"""

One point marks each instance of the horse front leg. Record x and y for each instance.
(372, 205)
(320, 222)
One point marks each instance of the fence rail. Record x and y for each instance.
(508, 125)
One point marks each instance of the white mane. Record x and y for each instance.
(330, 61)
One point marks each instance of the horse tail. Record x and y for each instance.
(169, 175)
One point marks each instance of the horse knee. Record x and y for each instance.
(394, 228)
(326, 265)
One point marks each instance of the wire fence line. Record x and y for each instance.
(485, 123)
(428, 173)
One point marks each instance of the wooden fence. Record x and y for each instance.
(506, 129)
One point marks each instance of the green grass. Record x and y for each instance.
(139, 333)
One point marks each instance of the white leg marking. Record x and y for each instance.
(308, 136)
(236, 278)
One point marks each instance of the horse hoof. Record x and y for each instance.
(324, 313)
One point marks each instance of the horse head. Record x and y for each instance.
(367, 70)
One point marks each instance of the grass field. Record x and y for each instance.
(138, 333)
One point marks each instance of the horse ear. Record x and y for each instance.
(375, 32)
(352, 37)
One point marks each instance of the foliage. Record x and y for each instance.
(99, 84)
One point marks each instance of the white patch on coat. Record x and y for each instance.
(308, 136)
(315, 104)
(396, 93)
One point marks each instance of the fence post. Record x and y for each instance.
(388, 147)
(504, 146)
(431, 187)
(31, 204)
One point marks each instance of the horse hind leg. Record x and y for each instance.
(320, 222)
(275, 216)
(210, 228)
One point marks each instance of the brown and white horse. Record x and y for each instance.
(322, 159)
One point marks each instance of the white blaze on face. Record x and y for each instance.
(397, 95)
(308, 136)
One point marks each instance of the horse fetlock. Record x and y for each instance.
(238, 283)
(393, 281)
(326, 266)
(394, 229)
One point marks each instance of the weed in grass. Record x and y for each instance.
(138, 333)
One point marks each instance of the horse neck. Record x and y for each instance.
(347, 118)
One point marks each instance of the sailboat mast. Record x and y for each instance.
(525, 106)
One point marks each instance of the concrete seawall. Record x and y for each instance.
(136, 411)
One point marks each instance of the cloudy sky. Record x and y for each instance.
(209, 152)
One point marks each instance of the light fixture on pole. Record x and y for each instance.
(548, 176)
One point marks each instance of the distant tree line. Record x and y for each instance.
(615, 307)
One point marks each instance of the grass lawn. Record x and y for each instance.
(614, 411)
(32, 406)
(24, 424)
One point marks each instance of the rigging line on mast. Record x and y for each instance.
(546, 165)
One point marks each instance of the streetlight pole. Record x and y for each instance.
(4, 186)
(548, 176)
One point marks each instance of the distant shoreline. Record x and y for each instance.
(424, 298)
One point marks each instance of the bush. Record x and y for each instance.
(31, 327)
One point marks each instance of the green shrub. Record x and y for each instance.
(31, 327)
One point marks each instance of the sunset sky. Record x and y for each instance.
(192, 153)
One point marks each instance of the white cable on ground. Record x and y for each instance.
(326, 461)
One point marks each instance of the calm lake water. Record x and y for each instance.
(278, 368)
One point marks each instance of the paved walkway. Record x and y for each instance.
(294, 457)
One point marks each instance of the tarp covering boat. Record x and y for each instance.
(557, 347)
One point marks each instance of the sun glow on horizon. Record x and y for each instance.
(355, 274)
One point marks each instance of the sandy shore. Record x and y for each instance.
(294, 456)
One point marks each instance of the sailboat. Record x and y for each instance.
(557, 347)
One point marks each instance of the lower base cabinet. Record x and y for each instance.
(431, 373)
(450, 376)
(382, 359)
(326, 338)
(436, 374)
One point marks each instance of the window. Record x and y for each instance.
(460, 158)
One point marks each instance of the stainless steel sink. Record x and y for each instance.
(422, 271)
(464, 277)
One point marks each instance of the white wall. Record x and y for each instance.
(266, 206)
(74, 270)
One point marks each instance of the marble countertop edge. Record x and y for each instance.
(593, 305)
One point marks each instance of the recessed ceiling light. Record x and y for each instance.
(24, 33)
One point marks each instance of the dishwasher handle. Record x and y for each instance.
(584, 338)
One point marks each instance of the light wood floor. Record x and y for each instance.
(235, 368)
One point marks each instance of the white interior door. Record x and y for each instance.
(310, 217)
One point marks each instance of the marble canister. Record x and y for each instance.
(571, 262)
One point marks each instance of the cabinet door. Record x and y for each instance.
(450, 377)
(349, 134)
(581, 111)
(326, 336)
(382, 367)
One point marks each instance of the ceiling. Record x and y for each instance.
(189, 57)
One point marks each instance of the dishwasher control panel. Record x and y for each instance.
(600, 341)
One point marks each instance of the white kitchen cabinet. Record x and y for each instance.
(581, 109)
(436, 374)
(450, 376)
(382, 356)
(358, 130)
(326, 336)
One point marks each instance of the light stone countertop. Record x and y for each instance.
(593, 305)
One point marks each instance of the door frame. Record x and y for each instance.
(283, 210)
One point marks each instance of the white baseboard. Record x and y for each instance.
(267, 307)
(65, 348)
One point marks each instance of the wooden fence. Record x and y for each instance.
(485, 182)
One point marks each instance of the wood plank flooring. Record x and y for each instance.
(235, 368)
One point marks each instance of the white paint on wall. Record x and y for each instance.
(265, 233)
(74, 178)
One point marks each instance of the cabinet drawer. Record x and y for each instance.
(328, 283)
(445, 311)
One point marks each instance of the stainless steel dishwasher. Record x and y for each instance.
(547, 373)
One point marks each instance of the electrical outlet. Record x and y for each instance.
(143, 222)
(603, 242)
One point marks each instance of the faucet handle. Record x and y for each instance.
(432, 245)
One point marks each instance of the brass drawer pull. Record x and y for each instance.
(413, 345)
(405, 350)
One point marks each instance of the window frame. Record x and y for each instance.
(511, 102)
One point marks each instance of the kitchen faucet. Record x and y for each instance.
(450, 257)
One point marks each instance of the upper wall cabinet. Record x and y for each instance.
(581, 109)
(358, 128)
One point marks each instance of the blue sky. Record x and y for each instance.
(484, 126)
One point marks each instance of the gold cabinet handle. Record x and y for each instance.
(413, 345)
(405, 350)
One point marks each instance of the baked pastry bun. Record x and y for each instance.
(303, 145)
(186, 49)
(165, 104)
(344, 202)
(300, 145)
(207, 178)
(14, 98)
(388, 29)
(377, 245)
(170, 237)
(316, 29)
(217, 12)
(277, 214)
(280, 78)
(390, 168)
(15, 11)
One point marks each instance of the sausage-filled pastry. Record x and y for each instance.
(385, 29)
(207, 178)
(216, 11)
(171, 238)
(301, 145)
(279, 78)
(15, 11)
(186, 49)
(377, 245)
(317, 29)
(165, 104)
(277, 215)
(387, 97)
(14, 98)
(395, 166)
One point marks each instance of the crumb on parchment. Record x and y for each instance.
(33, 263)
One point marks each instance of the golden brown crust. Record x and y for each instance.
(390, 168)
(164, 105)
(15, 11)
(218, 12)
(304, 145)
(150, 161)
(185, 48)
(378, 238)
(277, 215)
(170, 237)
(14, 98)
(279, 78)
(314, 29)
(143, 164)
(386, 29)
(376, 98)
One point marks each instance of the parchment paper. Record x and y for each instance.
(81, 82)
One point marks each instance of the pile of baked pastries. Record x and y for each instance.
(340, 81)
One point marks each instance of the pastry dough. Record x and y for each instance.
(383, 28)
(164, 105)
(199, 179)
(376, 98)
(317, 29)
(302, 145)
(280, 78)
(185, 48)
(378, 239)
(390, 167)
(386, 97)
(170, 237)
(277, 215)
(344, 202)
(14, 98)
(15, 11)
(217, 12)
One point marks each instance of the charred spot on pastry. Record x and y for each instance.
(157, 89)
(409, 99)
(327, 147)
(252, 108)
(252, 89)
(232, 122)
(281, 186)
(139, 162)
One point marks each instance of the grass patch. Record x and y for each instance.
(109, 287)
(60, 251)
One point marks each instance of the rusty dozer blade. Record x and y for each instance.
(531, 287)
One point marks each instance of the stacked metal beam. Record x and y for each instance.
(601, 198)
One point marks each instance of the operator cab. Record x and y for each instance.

"""

→ **Aim of the task**: Copy the material verbatim, beginning at the line that has "One point marks each instance of the rusty" and continuing through the final line of the material.

→ **Answer to this problem**:
One point marks each instance of the rusty dozer blade. Record x and y for each instance.
(531, 287)
One point marks each instance of the stacked metal beam. Record x and y for each instance.
(601, 198)
One point marks each instance of the operator cab. Record x and y for each instance.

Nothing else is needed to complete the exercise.